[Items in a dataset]
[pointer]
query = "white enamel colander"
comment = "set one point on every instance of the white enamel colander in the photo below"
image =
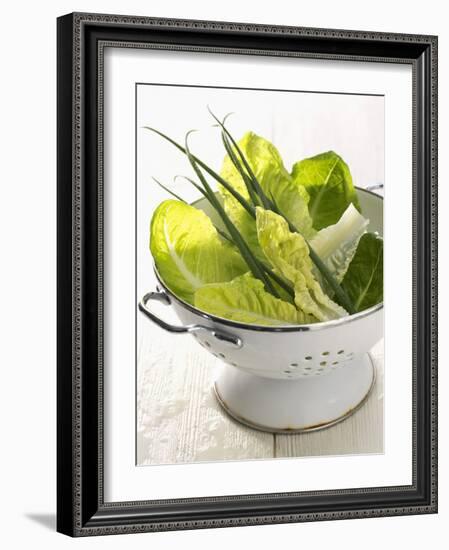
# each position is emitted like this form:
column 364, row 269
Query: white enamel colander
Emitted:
column 292, row 378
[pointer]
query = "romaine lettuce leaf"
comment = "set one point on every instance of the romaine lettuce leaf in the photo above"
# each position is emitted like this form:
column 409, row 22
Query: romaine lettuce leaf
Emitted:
column 245, row 300
column 336, row 244
column 328, row 181
column 188, row 251
column 289, row 254
column 266, row 163
column 363, row 281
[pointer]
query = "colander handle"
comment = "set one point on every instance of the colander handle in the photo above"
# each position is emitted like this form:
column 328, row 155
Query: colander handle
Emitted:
column 225, row 337
column 375, row 187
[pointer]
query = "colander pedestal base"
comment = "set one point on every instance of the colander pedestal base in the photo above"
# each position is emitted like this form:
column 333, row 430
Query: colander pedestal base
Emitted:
column 292, row 406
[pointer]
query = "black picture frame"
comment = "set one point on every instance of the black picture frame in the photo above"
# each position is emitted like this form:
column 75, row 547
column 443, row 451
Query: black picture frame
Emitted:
column 81, row 509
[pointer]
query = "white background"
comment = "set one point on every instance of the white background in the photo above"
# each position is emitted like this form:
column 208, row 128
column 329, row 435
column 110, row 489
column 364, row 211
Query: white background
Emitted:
column 28, row 261
column 122, row 68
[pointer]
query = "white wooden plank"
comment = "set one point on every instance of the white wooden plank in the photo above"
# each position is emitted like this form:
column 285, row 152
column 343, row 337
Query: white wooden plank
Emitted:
column 178, row 417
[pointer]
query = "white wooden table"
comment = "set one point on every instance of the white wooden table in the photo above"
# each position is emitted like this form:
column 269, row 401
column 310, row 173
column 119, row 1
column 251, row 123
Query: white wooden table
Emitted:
column 180, row 421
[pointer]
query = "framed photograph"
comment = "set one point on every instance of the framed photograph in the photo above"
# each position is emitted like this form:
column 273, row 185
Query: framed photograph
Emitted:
column 247, row 247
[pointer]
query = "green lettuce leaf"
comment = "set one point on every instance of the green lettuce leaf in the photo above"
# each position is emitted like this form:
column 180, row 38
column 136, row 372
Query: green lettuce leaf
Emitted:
column 289, row 254
column 336, row 244
column 328, row 181
column 266, row 163
column 245, row 300
column 364, row 279
column 188, row 251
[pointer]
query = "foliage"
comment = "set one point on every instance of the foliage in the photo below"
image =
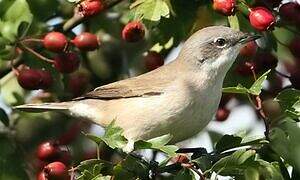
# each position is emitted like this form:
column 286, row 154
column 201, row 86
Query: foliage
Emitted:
column 24, row 23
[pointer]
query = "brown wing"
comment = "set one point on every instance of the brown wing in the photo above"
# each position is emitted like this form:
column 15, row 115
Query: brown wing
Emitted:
column 152, row 83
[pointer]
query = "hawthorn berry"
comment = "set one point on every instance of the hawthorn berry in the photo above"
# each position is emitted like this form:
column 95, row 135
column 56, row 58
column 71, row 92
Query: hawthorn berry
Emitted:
column 290, row 12
column 55, row 41
column 153, row 60
column 48, row 151
column 90, row 7
column 41, row 176
column 261, row 18
column 295, row 47
column 86, row 41
column 249, row 49
column 295, row 79
column 32, row 79
column 67, row 62
column 222, row 114
column 133, row 31
column 225, row 7
column 56, row 170
column 77, row 84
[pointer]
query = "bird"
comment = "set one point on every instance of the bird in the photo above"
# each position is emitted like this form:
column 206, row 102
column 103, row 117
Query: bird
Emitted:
column 179, row 98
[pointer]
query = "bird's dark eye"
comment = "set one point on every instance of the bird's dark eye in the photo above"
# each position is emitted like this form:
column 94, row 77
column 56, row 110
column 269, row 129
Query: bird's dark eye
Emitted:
column 220, row 42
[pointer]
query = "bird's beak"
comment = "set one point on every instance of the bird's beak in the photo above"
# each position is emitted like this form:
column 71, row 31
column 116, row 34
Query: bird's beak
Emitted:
column 248, row 37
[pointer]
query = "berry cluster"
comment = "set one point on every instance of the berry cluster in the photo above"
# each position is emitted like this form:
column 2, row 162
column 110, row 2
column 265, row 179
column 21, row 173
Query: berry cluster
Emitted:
column 65, row 61
column 55, row 159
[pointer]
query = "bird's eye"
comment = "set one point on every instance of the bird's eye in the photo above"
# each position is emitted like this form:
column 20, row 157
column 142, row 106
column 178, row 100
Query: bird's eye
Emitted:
column 220, row 42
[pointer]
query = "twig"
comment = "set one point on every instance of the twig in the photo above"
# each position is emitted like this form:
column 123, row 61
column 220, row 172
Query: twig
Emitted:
column 281, row 74
column 197, row 172
column 78, row 18
column 190, row 150
column 24, row 47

*Job*
Quote every one of the items above word for word, leaving out the pictures.

*Exercise response*
[pointer]
query = "white enamel colander"
comment = "set one point on every instance of the white enamel colander in the photo below"
image =
# each position is emitted like this form:
column 364, row 269
Query: white enamel colander
Emitted:
column 292, row 378
[pointer]
query = "romaine lettuce leaf"
comment = "set one point on every instance of the romaine lettuce leaf in the photo above"
# each position is emitted like this form:
column 409, row 22
Query: romaine lettuce leaf
Emitted:
column 245, row 300
column 336, row 244
column 328, row 181
column 188, row 251
column 289, row 254
column 266, row 163
column 363, row 281
[pointer]
query = "colander handle"
comment = "set one point on every instance of the colander handle in the photo above"
# each position is emitted like this form:
column 328, row 155
Query: colander handle
Emitted:
column 225, row 337
column 375, row 187
[pointer]
query = "colander pedestal base"
comment = "set one point on every instance of the colander pedestal base in the photo above"
# each position is emitted like this form:
column 333, row 430
Query: colander pedestal base
Emitted:
column 292, row 406
[pointer]
query = "black picture frame"
comment = "set one point on every instance of the black picture frame in the photo above"
# each position is emitted like this form:
column 75, row 547
column 443, row 451
Query: black picture frame
Emitted:
column 81, row 509
[pointer]
query = "white background"
comment = "set one point on every instance of the white background in the photo above"
# each position is emitted like this form:
column 208, row 128
column 329, row 435
column 110, row 489
column 364, row 211
Query: white background
Emitted:
column 28, row 261
column 122, row 68
[pointer]
query = "white wooden plank"
comment = "set one point on every instance of the white wooden plank in the photo above"
# each position is emitted like this form:
column 285, row 152
column 343, row 337
Query: white wooden plank
Emitted:
column 178, row 417
[pointer]
query = "white wooden table"
comment = "set one point on every instance of the white wooden table in the photo above"
# each position is emitted like this form:
column 269, row 401
column 310, row 173
column 119, row 1
column 251, row 123
Query: white wooden table
Emitted:
column 180, row 421
[pointer]
query = "framed photograph"
comment = "set one point on every instance of the framed photograph in the photo above"
# each position is emitted like this form:
column 273, row 185
Query: framed photograph
Emitted:
column 247, row 247
[pointer]
query = "green lettuce leaf"
comment = "set one point on every instance of the green lettuce leaf in the photo above"
# each position is emitted like this form:
column 180, row 38
column 136, row 372
Query: green lettuce leaf
Emitted:
column 289, row 254
column 336, row 244
column 328, row 181
column 266, row 163
column 245, row 300
column 364, row 279
column 188, row 251
[pointer]
query = "foliage"
comment = "set one point on every instance of the foliage in the photo below"
image =
# each position is emitted like this form:
column 286, row 154
column 201, row 86
Query: foliage
Emitted:
column 24, row 23
[pointer]
query = "brown wing"
comment = "set one point on every instance of the brown wing in the photo above"
# each position is emitted like this form:
column 15, row 115
Query: brown wing
Emitted:
column 152, row 83
[pointer]
query = "hawthorn berry"
comment = "set one point on every instance of the hawthorn berry in the photo above"
# each position is emitted like this form:
column 95, row 135
column 56, row 58
column 71, row 92
Query: hawthorn berry
Emitted:
column 290, row 12
column 55, row 41
column 153, row 60
column 48, row 151
column 90, row 7
column 41, row 176
column 261, row 18
column 295, row 47
column 86, row 41
column 249, row 49
column 295, row 79
column 32, row 79
column 67, row 62
column 222, row 114
column 133, row 31
column 225, row 7
column 56, row 170
column 77, row 84
[pointer]
query = "bird"
comment = "set one point on every instance of the bird in the photo above"
# each position is emitted like this form:
column 206, row 102
column 103, row 117
Query: bird
Emitted:
column 179, row 98
[pointer]
query = "bird's dark eye"
comment = "set one point on every instance of the bird's dark eye in the photo above"
# each position is emitted like this form:
column 94, row 77
column 56, row 110
column 269, row 129
Query: bird's dark eye
Emitted:
column 220, row 42
[pointer]
query = "bird's beak"
comment = "set one point on every instance of the bird's beak in the photo above"
# each position is emitted like this form:
column 71, row 31
column 116, row 34
Query: bird's beak
Emitted:
column 248, row 37
[pointer]
query = "berry cluster"
comment = "set one point on every instance of the berry cluster in the photo above"
# each position is emitted like this form:
column 2, row 162
column 110, row 2
column 265, row 179
column 21, row 173
Query: berry cluster
Emitted:
column 65, row 61
column 55, row 159
[pointer]
query = "bird's eye"
comment = "set one point on every instance of the bird's eye in the photo above"
# each position is emitted like this form:
column 20, row 157
column 142, row 106
column 178, row 100
Query: bird's eye
Emitted:
column 220, row 42
[pointer]
query = "twig"
comment = "set one point on every instance of the twig in the photo above"
# each position is emitted like this form:
column 123, row 61
column 220, row 172
Query: twig
Emitted:
column 281, row 74
column 197, row 172
column 78, row 18
column 190, row 150
column 24, row 47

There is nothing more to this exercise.